How many of the lines below contain the word "trousers"? Reply with the number only.

## begin

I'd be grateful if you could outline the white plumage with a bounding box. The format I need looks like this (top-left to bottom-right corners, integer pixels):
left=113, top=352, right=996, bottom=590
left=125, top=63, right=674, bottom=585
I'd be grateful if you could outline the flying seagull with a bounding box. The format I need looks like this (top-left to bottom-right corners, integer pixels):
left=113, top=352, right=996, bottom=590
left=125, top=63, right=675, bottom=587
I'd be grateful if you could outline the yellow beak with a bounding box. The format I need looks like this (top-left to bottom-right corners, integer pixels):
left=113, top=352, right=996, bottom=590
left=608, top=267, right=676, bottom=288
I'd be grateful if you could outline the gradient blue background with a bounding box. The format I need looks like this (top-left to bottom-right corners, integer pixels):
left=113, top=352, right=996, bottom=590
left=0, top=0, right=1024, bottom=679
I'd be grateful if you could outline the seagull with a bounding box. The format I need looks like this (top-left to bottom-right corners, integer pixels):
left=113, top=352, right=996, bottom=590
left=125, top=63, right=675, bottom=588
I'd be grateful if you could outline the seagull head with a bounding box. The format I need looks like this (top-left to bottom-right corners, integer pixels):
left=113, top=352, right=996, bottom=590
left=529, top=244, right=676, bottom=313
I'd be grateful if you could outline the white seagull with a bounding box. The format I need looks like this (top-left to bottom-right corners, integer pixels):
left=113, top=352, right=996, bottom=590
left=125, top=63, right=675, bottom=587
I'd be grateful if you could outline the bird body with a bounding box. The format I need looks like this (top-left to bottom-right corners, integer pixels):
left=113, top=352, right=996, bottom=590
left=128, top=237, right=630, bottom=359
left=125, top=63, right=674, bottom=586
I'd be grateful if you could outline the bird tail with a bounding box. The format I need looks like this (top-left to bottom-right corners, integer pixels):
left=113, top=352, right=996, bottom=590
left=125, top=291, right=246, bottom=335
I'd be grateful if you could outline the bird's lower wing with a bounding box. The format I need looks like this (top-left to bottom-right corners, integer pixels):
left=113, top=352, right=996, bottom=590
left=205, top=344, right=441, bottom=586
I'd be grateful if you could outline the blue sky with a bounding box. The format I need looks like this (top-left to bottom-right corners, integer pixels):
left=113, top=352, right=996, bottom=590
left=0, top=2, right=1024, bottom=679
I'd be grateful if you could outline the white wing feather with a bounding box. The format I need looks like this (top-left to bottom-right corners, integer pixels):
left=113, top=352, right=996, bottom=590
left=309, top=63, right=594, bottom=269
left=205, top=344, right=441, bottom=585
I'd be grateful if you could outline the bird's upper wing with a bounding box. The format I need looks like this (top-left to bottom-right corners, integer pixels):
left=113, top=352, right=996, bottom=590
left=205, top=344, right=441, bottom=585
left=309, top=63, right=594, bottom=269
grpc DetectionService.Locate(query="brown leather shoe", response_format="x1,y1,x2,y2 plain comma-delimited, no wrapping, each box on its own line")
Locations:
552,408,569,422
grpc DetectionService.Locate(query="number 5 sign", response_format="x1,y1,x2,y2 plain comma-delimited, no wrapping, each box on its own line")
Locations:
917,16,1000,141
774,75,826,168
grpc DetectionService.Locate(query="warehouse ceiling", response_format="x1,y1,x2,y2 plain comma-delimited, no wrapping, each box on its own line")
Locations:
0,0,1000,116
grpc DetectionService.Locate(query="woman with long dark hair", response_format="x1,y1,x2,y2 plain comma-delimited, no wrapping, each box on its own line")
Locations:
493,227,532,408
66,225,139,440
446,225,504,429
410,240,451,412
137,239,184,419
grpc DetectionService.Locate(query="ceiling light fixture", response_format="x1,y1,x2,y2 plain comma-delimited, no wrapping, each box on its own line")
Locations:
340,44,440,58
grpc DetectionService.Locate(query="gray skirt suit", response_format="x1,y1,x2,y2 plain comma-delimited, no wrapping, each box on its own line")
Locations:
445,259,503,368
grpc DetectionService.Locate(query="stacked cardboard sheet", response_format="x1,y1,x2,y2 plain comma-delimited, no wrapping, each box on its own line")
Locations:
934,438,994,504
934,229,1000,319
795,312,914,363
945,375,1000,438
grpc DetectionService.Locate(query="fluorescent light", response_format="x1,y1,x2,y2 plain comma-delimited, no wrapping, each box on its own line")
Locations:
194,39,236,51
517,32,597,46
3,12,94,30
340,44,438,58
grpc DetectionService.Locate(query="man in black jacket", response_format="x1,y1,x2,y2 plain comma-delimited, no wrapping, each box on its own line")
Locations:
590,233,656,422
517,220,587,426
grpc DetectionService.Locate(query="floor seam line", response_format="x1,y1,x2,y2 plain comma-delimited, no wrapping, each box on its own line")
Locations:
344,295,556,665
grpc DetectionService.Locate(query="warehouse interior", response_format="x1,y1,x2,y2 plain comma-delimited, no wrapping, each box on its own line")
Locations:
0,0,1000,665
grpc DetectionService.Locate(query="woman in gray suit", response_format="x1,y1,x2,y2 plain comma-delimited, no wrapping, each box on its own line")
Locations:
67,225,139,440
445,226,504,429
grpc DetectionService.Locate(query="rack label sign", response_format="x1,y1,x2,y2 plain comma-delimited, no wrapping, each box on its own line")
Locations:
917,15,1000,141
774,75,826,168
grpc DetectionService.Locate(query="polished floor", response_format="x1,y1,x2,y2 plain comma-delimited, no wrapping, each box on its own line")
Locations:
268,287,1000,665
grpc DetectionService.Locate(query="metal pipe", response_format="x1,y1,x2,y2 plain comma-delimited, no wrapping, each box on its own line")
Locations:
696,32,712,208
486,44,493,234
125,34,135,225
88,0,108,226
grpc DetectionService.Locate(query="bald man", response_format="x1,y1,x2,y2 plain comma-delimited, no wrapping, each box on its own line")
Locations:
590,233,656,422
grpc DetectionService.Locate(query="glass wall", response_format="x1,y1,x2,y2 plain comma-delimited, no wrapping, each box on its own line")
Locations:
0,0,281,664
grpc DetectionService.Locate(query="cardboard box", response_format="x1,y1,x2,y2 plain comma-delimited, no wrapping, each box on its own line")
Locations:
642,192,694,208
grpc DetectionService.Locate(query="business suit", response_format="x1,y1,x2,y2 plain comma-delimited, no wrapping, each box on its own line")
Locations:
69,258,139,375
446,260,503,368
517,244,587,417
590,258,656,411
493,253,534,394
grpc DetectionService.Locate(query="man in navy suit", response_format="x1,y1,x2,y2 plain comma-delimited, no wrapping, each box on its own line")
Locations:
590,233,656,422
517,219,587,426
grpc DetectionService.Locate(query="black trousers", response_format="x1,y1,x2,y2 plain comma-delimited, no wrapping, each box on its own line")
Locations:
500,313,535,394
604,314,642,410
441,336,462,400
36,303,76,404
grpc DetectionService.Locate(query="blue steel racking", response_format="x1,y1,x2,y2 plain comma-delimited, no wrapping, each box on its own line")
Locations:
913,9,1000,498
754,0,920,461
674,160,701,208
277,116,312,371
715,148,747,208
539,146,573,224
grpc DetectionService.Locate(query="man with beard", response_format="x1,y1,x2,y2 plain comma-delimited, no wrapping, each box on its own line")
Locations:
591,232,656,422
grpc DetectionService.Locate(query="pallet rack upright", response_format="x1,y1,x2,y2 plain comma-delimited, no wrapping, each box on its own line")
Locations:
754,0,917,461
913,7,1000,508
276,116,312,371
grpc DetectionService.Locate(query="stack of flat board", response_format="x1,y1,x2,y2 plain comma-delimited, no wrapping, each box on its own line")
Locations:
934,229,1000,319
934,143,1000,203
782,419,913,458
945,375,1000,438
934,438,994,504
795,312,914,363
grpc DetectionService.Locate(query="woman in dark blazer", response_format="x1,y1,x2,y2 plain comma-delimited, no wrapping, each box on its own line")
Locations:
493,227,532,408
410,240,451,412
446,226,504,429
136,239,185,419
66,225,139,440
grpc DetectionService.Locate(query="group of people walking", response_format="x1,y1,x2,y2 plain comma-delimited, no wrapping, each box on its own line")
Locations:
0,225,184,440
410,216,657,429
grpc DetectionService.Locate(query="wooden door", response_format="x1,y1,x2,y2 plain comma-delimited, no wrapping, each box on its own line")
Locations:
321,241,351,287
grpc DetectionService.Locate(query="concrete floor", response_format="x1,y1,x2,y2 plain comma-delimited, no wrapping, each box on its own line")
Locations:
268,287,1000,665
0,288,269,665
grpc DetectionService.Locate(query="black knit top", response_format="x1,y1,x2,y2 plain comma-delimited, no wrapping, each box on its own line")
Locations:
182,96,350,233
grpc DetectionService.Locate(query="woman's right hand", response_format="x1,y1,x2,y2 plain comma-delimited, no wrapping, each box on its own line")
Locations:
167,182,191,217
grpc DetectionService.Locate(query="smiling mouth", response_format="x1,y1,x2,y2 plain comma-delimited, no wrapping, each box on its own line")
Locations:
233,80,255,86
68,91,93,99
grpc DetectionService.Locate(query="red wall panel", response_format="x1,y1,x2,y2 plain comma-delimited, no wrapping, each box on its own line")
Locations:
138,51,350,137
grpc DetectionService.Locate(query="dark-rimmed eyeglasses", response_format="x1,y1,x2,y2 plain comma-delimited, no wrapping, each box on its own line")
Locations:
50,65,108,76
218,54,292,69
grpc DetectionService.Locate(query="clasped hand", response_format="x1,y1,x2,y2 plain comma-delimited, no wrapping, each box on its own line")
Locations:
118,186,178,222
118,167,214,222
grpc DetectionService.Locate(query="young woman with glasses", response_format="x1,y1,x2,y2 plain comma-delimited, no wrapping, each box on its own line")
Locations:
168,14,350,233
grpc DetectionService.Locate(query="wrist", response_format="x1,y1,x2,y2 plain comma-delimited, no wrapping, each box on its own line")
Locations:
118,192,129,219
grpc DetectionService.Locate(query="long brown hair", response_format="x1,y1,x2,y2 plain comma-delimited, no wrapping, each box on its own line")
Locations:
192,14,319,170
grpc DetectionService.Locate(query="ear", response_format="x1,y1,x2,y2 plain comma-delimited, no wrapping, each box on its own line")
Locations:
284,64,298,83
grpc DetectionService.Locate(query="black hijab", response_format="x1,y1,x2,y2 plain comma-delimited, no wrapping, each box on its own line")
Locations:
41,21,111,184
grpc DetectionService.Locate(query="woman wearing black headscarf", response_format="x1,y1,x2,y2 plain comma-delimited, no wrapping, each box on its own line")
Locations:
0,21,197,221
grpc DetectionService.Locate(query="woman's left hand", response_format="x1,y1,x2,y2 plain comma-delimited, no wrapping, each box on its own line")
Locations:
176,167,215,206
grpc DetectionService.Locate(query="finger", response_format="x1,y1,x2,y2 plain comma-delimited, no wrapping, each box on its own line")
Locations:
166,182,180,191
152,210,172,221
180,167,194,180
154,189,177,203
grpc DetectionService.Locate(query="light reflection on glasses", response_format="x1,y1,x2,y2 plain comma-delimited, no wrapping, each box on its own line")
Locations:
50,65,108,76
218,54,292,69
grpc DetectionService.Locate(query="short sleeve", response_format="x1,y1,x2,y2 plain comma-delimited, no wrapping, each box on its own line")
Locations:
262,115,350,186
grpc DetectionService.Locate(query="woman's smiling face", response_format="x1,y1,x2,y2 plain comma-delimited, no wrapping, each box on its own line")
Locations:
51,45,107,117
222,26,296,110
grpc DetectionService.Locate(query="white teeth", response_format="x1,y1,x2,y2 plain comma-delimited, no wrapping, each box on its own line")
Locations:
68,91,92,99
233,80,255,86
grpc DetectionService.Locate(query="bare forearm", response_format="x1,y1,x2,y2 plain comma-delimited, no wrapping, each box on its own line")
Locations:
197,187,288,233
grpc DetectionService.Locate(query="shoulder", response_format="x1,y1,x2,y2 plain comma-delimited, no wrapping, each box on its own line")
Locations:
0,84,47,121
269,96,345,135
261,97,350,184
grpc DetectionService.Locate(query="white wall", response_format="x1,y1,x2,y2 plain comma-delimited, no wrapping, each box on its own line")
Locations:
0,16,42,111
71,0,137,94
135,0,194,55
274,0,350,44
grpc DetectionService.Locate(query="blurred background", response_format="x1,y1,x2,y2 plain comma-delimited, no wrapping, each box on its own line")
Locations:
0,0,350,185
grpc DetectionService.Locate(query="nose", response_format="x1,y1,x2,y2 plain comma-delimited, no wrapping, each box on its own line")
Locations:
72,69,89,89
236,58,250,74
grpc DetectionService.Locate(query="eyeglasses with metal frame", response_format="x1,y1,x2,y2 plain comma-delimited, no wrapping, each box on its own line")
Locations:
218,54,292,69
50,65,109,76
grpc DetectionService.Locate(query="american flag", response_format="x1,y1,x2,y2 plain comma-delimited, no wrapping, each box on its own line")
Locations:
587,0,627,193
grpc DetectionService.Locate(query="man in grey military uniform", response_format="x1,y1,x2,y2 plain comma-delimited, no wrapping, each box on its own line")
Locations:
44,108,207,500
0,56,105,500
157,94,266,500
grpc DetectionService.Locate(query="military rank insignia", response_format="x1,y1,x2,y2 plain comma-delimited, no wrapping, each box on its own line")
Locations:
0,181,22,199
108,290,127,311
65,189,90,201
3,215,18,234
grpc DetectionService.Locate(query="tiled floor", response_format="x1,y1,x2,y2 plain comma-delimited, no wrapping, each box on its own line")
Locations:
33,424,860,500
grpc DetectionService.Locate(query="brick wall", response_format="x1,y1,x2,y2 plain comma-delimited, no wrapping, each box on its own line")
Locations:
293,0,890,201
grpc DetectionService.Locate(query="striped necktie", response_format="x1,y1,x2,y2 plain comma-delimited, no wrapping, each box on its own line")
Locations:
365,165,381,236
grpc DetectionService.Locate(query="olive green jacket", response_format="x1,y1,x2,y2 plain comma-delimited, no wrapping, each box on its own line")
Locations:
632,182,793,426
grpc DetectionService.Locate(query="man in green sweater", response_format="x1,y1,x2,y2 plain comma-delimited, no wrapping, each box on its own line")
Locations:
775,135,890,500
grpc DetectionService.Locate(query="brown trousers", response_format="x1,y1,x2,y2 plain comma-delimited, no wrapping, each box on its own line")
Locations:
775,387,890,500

## end

# Correct answer:
2